*DATA EXCERPTS*:
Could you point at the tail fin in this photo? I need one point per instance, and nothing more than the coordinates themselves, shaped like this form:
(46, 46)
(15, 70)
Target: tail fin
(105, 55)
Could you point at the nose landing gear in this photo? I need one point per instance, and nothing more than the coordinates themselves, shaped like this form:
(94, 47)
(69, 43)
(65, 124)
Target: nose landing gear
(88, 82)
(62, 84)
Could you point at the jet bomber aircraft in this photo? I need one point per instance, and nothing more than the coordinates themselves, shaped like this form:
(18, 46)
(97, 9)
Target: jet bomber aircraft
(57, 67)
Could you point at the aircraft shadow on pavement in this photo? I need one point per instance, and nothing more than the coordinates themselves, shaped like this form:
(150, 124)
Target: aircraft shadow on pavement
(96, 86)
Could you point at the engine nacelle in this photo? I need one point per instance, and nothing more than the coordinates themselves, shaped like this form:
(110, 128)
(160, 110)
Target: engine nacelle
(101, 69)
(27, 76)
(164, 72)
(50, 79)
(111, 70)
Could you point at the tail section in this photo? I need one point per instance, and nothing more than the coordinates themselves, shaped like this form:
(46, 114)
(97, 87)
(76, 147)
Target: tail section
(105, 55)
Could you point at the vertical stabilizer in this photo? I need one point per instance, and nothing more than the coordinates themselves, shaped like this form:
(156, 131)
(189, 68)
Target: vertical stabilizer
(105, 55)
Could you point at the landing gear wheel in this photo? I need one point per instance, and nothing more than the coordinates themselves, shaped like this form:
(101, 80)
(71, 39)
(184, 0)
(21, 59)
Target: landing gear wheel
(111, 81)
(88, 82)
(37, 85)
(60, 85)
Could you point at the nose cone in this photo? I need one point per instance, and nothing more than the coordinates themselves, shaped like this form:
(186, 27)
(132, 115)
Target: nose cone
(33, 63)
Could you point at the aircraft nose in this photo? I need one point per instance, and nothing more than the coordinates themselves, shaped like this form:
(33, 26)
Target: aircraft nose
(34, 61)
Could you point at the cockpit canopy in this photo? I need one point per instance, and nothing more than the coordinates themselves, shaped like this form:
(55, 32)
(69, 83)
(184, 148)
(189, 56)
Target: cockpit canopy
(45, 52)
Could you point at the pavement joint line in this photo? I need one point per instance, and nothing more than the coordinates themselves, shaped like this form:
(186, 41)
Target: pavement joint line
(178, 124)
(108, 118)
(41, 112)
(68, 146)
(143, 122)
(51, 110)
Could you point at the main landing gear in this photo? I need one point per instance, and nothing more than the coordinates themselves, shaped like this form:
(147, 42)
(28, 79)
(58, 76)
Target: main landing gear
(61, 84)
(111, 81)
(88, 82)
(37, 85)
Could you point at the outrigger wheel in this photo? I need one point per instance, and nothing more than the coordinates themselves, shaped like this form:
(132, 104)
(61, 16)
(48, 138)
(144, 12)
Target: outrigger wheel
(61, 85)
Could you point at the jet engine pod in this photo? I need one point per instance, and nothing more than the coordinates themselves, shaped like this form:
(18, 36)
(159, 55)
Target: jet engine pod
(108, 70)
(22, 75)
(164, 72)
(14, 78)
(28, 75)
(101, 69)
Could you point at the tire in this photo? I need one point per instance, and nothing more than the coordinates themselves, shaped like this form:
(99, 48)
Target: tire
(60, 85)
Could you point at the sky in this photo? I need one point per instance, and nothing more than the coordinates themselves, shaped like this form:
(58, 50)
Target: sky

*WHAT TO WORK ON*: Convert every line of the rows above into a Markdown table with two columns, "Number" and "Line," numbering the lines in order and leaving out any blank ones.

*THE ANSWER*:
| Number | Line |
|---|---|
| 1 | Could you point at the tail fin in this photo? I need one point per instance, and nothing more than the coordinates themselves, shaped like this form: |
| 2 | (46, 46) |
| 3 | (15, 70) |
| 4 | Target: tail fin |
| 5 | (105, 55) |
| 6 | Could you point at the nose landing gear in this photo? I need one point per instance, and nothing more than the coordinates themselves, shaped like this form: |
| 7 | (94, 47) |
| 8 | (69, 43) |
| 9 | (65, 124) |
| 10 | Target: nose landing gear |
| 11 | (88, 82) |
| 12 | (62, 84) |
| 13 | Could you point at the jet bomber aircraft in this photo? I need one point per instance, and nothing more than the coordinates themselves, shaped like this form: |
| 14 | (18, 46) |
| 15 | (97, 9) |
| 16 | Target: jet bomber aircraft |
| 17 | (57, 67) |
| 18 | Could you point at the aircraft shadow on pavement in this photo? I need one point per instance, and nothing more than the coordinates themselves, shaped like this form: |
| 19 | (150, 124) |
| 20 | Target: aircraft shadow on pavement |
| 21 | (96, 86) |
| 22 | Could you point at the engine nacelle in this photo? I need one point per instance, and nothing more than the coordinates themselves, shaped like this form: |
| 23 | (110, 128) |
| 24 | (160, 110) |
| 25 | Target: engine nacelle |
| 26 | (101, 69) |
| 27 | (27, 76) |
| 28 | (164, 72) |
| 29 | (50, 79) |
| 30 | (111, 70) |
| 31 | Could you point at the tail section in this photo? I need one point per instance, and nothing more than the coordinates themselves, shaped like this form: |
| 32 | (46, 114) |
| 33 | (97, 87) |
| 34 | (76, 147) |
| 35 | Target: tail section |
| 36 | (105, 55) |
| 37 | Could you point at the vertical stabilizer in this photo? I need one point per instance, and nothing more than the coordinates themselves, shaped like this form: |
| 38 | (156, 131) |
| 39 | (189, 68) |
| 40 | Target: vertical stabilizer |
| 41 | (105, 55) |
| 42 | Could you point at the landing gear wheel in this photo? I need one point per instance, and nothing more than the coordinates themselves, shaped like this form: |
| 43 | (101, 80) |
| 44 | (71, 39) |
| 45 | (184, 0) |
| 46 | (21, 59) |
| 47 | Target: landing gear wheel |
| 48 | (111, 81) |
| 49 | (88, 82) |
| 50 | (37, 85) |
| 51 | (60, 85) |
| 52 | Could you point at the nose cone in this photo? I need one point per instance, and nothing more than the coordinates themselves, shaped like this form: |
| 53 | (186, 27) |
| 54 | (132, 115) |
| 55 | Target: nose cone |
| 56 | (33, 63) |
| 57 | Could you point at the aircraft nose in this photo? I need one point per instance, and nothing more than the coordinates themselves, shaped like this form: |
| 58 | (33, 26) |
| 59 | Target: aircraft nose |
| 60 | (34, 61) |
| 61 | Could you point at the cockpit canopy in this photo? I need one point per instance, and nothing more than the coordinates themselves, shaped like this form: |
| 62 | (55, 32) |
| 63 | (69, 83) |
| 64 | (184, 148) |
| 65 | (189, 56) |
| 66 | Target: cockpit canopy |
| 67 | (45, 52) |
| 68 | Could you point at the pavement joint line in this photo? I need one point per instance, and nothing more than the coordinates themselves, shaped like this form: |
| 69 | (186, 41) |
| 70 | Target: pavement joint line |
| 71 | (178, 124) |
| 72 | (108, 118) |
| 73 | (41, 112) |
| 74 | (68, 146) |
| 75 | (143, 122) |
| 76 | (51, 110) |
| 77 | Could you point at the main landing gear in this photo? I need one point per instance, and nothing more than the coordinates themselves, shaped like this form: |
| 78 | (147, 42) |
| 79 | (28, 79) |
| 80 | (58, 76) |
| 81 | Target: main landing gear |
| 82 | (61, 84) |
| 83 | (111, 81) |
| 84 | (88, 82) |
| 85 | (37, 85) |
| 86 | Could you point at the outrigger wheel in this photo? I need one point per instance, and nothing more than the coordinates themselves, shaped like this form: |
| 87 | (132, 104) |
| 88 | (61, 16) |
| 89 | (48, 138) |
| 90 | (144, 12) |
| 91 | Target: outrigger wheel |
| 92 | (61, 85) |
| 93 | Could you point at the jet engine pod in this photo? I need one point per instance, and nothing more than the coordinates themselves, shaped like this form: |
| 94 | (18, 36) |
| 95 | (159, 55) |
| 96 | Target: jet engine pod |
| 97 | (108, 70) |
| 98 | (22, 75) |
| 99 | (164, 72) |
| 100 | (14, 78) |
| 101 | (28, 75) |
| 102 | (101, 69) |
| 103 | Could you point at the tire in this photo? I need one point per instance, and nothing more than the coordinates themselves, shaped like this form: |
| 104 | (99, 48) |
| 105 | Target: tire |
| 106 | (60, 85) |
| 107 | Could you point at the sky in this photo? I need one point per instance, and nothing more than the coordinates themselves, shaped like this form: |
| 108 | (58, 50) |
| 109 | Target: sky |